Task directions
Start at the line containing "of the tree" and copy every line through the end of the records. Increase each answer coordinate by 11, and leave all other lines and numbers unchanged.

Dataset rows showing where objects appear
* * * * * * *

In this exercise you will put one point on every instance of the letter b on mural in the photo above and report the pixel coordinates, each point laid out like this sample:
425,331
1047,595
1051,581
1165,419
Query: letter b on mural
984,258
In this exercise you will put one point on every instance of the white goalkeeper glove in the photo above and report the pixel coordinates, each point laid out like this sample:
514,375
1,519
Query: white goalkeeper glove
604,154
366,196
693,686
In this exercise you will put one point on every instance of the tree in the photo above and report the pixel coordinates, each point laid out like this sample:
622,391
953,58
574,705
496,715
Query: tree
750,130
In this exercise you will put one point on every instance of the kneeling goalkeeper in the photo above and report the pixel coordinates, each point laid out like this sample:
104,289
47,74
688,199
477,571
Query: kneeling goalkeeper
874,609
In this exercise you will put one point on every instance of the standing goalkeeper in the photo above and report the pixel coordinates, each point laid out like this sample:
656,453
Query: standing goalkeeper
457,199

* * * * * * *

Answer to this problem
In this exercise you will put one point on every instance of the tree in the photo above and report the pixel coordinates, each point laid out like this sample:
622,391
953,58
574,705
496,715
Query: tree
761,141
In this exercise you will put one point on every instance of the kneeling goalkeeper in the photo above and report the pixel coordinates, each point laid out like this sample:
104,289
47,74
688,199
477,571
Query: kneeling goalkeeper
885,620
In this exercise you will put one point on every instance of the standing goalkeeper in the photo above and report the pixel coordinates, each point laid out like this sample:
656,453
Query: standing goalkeeper
468,210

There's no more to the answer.